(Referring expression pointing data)
^^^^^^^^

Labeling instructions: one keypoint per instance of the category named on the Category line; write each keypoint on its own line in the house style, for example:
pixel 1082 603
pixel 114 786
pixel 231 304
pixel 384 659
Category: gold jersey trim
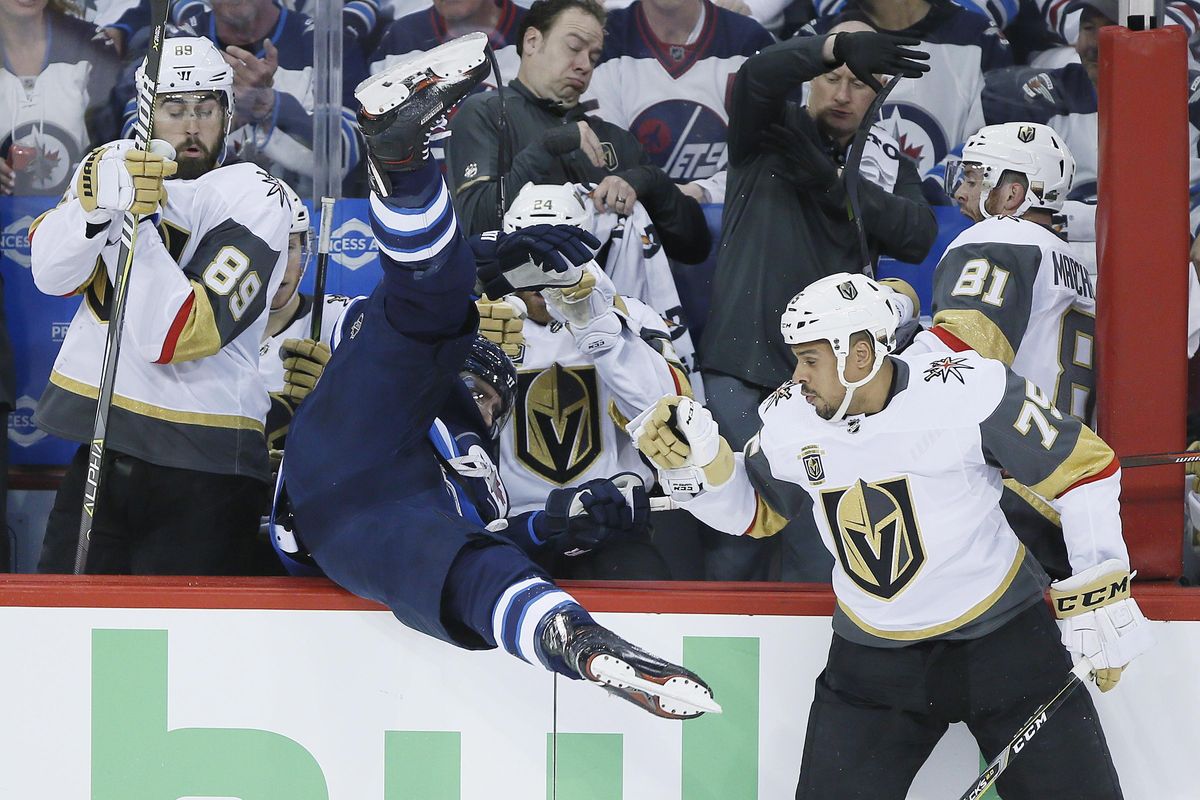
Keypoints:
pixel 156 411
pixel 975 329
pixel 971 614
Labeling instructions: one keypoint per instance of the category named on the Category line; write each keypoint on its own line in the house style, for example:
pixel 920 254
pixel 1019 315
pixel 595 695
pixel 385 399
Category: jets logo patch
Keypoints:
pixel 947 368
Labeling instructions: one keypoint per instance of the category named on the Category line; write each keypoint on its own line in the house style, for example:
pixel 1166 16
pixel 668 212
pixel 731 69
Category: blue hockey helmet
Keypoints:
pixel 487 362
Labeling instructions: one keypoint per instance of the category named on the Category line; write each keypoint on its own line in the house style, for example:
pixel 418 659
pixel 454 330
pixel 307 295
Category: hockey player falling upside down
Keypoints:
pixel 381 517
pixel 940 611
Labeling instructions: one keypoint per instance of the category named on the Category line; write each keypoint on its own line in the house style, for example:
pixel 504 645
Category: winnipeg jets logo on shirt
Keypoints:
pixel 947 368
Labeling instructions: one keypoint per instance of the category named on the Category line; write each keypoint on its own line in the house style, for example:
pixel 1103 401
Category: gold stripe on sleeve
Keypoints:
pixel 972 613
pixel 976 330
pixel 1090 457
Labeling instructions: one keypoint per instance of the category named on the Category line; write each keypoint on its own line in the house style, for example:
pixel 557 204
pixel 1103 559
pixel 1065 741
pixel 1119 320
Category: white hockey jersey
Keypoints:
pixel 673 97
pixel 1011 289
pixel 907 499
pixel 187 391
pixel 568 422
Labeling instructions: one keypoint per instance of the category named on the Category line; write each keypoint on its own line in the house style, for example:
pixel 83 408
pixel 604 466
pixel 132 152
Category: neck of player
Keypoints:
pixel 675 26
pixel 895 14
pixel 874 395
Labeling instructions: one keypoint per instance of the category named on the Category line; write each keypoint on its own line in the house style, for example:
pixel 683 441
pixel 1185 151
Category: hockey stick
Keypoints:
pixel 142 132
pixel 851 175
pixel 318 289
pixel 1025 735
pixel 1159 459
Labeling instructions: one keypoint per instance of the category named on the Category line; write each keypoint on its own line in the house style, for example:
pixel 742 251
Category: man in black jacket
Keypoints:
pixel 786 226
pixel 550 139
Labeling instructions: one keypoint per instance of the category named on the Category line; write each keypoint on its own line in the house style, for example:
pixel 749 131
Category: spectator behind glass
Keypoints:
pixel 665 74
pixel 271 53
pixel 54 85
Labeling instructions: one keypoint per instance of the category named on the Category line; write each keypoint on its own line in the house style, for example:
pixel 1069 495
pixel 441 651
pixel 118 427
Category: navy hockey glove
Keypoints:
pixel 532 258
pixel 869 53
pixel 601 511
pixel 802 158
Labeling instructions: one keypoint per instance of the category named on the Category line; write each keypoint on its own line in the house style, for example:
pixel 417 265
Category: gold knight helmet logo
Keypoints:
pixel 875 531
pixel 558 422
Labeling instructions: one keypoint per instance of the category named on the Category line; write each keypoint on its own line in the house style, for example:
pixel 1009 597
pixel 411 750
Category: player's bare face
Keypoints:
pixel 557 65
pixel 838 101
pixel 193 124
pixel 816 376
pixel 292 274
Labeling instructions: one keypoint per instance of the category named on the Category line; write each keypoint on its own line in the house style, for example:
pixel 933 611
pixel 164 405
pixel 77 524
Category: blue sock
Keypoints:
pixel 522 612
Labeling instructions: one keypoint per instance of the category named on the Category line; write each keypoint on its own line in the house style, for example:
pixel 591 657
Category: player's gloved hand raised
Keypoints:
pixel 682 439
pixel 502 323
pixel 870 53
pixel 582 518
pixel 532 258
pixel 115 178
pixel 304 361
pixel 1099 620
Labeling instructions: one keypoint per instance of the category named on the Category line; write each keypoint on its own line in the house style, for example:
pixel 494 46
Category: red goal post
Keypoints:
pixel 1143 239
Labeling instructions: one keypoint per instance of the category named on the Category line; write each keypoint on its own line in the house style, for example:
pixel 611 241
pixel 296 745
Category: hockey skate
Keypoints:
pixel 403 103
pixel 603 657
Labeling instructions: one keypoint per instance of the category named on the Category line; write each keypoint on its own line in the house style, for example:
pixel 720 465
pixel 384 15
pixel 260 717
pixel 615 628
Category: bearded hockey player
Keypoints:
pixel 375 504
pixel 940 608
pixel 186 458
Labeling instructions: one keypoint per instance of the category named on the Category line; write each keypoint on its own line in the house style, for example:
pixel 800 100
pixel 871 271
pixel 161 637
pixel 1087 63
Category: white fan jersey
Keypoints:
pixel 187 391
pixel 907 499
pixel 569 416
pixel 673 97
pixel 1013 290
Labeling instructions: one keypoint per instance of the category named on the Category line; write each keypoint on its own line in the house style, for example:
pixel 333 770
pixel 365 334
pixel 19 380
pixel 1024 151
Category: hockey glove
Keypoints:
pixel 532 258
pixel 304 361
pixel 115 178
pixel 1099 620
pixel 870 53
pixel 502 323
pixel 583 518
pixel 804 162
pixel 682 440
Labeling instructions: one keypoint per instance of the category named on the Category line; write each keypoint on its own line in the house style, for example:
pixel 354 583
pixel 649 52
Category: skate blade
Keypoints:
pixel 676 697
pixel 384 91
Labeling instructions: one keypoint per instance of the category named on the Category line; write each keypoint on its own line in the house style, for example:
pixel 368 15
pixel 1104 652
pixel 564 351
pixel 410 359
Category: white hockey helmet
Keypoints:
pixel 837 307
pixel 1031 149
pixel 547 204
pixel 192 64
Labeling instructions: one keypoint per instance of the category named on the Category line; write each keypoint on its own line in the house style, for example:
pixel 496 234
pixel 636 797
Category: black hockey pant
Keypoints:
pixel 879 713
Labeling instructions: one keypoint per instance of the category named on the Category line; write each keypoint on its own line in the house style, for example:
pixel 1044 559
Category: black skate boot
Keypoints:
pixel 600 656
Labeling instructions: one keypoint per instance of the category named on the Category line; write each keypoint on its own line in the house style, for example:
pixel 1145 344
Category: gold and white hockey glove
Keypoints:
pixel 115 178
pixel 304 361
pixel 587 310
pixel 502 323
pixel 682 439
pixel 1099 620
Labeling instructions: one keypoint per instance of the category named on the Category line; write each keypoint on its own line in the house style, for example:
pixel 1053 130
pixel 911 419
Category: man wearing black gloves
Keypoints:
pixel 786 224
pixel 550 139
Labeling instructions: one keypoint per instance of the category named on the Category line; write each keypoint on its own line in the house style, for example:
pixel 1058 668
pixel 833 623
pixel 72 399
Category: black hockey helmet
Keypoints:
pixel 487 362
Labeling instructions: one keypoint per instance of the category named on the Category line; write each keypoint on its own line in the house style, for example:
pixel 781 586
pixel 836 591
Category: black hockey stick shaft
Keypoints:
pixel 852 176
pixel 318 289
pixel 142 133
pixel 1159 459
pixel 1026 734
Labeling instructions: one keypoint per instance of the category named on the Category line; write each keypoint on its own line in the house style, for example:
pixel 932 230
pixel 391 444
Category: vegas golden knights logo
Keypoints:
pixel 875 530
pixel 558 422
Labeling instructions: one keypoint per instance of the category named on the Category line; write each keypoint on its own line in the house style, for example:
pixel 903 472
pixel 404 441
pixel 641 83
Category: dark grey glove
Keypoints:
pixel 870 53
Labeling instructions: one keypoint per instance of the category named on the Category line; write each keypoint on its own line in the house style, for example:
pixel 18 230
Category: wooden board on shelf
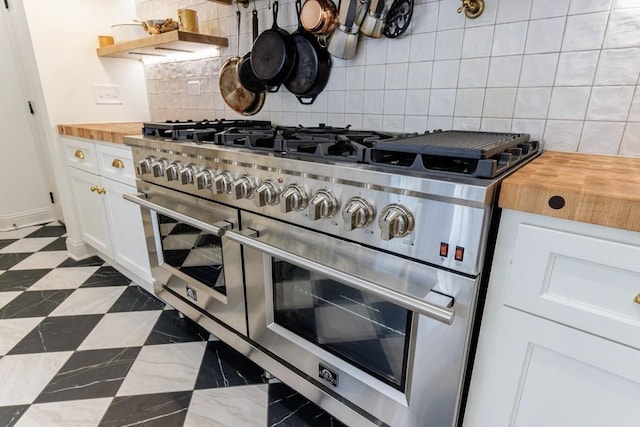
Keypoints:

^^^^^^^^

Work to complete — One exact copy of the data, no pictures: write it out line for line.

Result of the exercise —
Labeling instructions: one keypoint per instance of the category named on the Category line; write each keypoint on its own line in the house style, for example:
pixel 1082 603
pixel 114 786
pixel 231 304
pixel 384 659
Category: gold jersey trim
Keypoints:
pixel 156 411
pixel 975 329
pixel 971 614
Labeling instructions: one keypoint per instance of the category named on the Category line; write each keypoint on its own line in the house style, for example:
pixel 920 254
pixel 1019 315
pixel 595 695
pixel 385 399
Category: jets logo patch
Keypoints:
pixel 947 368
Labeling instructions: one keypoint per instance of the category named on the Category line; write each keypoint on its own line in the house style, for example:
pixel 1166 16
pixel 668 212
pixel 731 69
Category: blue hockey helmet
Keypoints:
pixel 487 362
Labeling instructions: one keypoint per instance of the category named on the Category line; write each keypoint on its own line in the house style, for example:
pixel 418 659
pixel 454 330
pixel 307 295
Category: hockey player falling upside down
Keypoints:
pixel 381 517
pixel 940 611
Labeling instructions: one keypoint per instance of the category named on the Category line; write each keypoint on its own line in the house style, for example:
pixel 504 645
Category: winnipeg jets logo on shirt
Keypoints:
pixel 947 368
Labeling instructions: one keypoint per instance of the category named on the Category line; write each keypoint on its own line in the house style, for example:
pixel 1103 401
Category: gold stripe on sleeve
Keypoints:
pixel 972 613
pixel 976 330
pixel 1090 457
Labeling instructions: one keypoint per instance of the category named on the Category line; write each keypoint on its own line in the house style, for example:
pixel 557 204
pixel 1103 559
pixel 1065 741
pixel 1119 320
Category: white hockey jersey
Keypoints:
pixel 673 97
pixel 1011 289
pixel 907 499
pixel 187 391
pixel 568 422
Labeling instructions: one keypoint per instance of the category named on the Category line; write each keypoint on its own line in the house style, for example:
pixel 83 408
pixel 604 466
pixel 132 152
Category: neck of player
Keypoints:
pixel 675 26
pixel 895 14
pixel 874 395
Labeling instructions: one keypoint per instance of the category named on the Category line; write each keypoint on its own line in the house style, for example:
pixel 683 441
pixel 1185 151
Category: hockey stick
Keypoints:
pixel 142 132
pixel 851 175
pixel 318 289
pixel 1025 735
pixel 1159 459
Labeling instructions: one keypoint per instance of the category named on the Category line; write each keypoint on its own line in the house style, for example:
pixel 742 251
Category: man in black jacket
Keypoints:
pixel 786 226
pixel 550 139
Labeling instructions: one keypoint per instance of the category named on the Category line; write each keypoint on its own line in the house style, for example:
pixel 749 131
Category: spectator behind glass
Keypoints:
pixel 665 74
pixel 271 53
pixel 54 85
Labeling instructions: one keypoint per instance of the category named on the Category line; write each keypoint on its own line in the house style, for example:
pixel 1069 495
pixel 441 651
pixel 118 427
Category: navy hockey glove
Keypoints:
pixel 532 258
pixel 869 53
pixel 601 511
pixel 802 158
Labeling instructions: one keypoint per instance of the category named on the Category line; write each keypoint on its own line in the house style, for example:
pixel 417 265
Category: gold knight helmet logo
Keypoints:
pixel 875 531
pixel 558 422
Labeling instructions: one keypoint per instance of the category named on the Category line; write each keypoint on its own line in the house style, for example:
pixel 1009 597
pixel 411 750
Category: player's bare face
Keypoints:
pixel 557 65
pixel 838 101
pixel 193 124
pixel 816 376
pixel 292 274
Labeling instructions: one keypoint per instance of the category named on the Category line; write each keypoint on its own line in the house style, for example:
pixel 933 611
pixel 164 405
pixel 77 524
Category: blue sock
Keypoints:
pixel 522 612
Labeling instructions: one keypoint per instance of the category named on the Category line; write each keypoint on its own line in the house style, for example:
pixel 591 657
Category: player's gloved hand raised
Keypoints:
pixel 682 439
pixel 502 323
pixel 870 53
pixel 582 518
pixel 532 258
pixel 115 178
pixel 304 361
pixel 1099 620
Labeling instructions: one keypoint per instance of the category named on the Category line; write each keypoint on its own line in the house style, for example:
pixel 494 46
Category: red goal post
Keypoints:
pixel 1143 239
Labeling instructions: one keypoint per instance of the category named on the Category line; write each keypoint on its own line in the house style, for example:
pixel 611 241
pixel 296 745
Category: hockey skate
Keypoints:
pixel 403 103
pixel 603 657
Labeling instructions: one keypoint per instance of the category named on the Category line; write each keypoint on its own line in the house style, for example:
pixel 720 465
pixel 384 15
pixel 260 717
pixel 615 628
Category: bearded hockey player
Keypoints:
pixel 375 504
pixel 940 608
pixel 186 458
Labeling instructions: one keypoint per instance of the category named on the Category line; write each keypoint on its own line in the house style, for example:
pixel 800 100
pixel 871 271
pixel 161 637
pixel 1087 63
Category: white fan jersey
Keypoints:
pixel 187 391
pixel 907 499
pixel 569 416
pixel 673 97
pixel 1013 290
Labeling instructions: one keypoint per instance of the category named on the Category line; write each keypoint on its own line in the house style, for example:
pixel 333 770
pixel 365 334
pixel 19 380
pixel 1024 151
Category: hockey glove
Keypoints:
pixel 532 258
pixel 304 361
pixel 115 178
pixel 1099 620
pixel 870 53
pixel 502 323
pixel 583 518
pixel 804 162
pixel 682 440
Labeling instructions: one keypoint per instance of the category named on the Category line; write each keypoint on its own line in the house style, for example:
pixel 354 583
pixel 649 52
Category: skate blade
Keypoints:
pixel 676 697
pixel 384 91
Labeling instructions: one keypoint per instance of the category named on the Category line; write each keypoint on its own line in the house style, for example:
pixel 368 15
pixel 1104 652
pixel 564 351
pixel 410 359
Category: white hockey helmet
Keypoints:
pixel 837 307
pixel 1031 149
pixel 547 204
pixel 192 64
Labeling instructions: one keypoint per instance of the category named on the Category line; write each keypoint on its own line in the house style, for example:
pixel 496 234
pixel 636 797
Category: black hockey pant
Keypoints:
pixel 879 713
Labeling instructions: one keypoint per instance of the category named on the Category line; write each keypoint on its own line in the house style, for example:
pixel 1044 559
Category: black skate boot
Keypoints:
pixel 600 656
Labeling instructions: one keypoint per instance of the category named on the Category line; write each keypoint on its own line in the house style, for example:
pixel 1145 344
Category: gold and white hockey glove
Keypoints:
pixel 115 178
pixel 304 361
pixel 587 310
pixel 502 323
pixel 682 439
pixel 1099 620
Labeling instructions: one keypoint per instance of the category named on the Category line; write each keypoint on its own line in the house style, for example:
pixel 1053 130
pixel 911 419
Category: man wearing black gloves
Keypoints:
pixel 786 224
pixel 550 139
Labeling instructions: one keypoint per instance of the category named on the Category line; write each keypoint on its own line in the house style, for example:
pixel 1058 668
pixel 833 623
pixel 72 399
Category: black hockey helmet
Keypoints:
pixel 487 362
Labeling instructions: one keypoint per instance of the category named on the Category line; write each keypoint on its own line in the house style, for example:
pixel 781 586
pixel 836 591
Category: black hockey stick shaft
Keypoints:
pixel 852 176
pixel 318 289
pixel 142 133
pixel 1159 459
pixel 1026 734
Labeling instructions: one keypoint per instance of the category named on the Category line; write each keypoint on its own line in the house style, for example:
pixel 932 230
pixel 391 444
Category: vegas golden knights logo
Keypoints:
pixel 875 530
pixel 558 422
Labeling instructions: one keypoint per instance of the category named on the Category line; write each keypoint on its own line in the house style, for example:
pixel 903 472
pixel 404 441
pixel 641 83
Category: dark grey glove
Keypoints:
pixel 870 53
Labeling instructions: one keypoint per instance of the category named on the Category line; write each keypoint on its own line in the house style, for example:
pixel 18 230
Category: wooden board on shelf
Keypoints:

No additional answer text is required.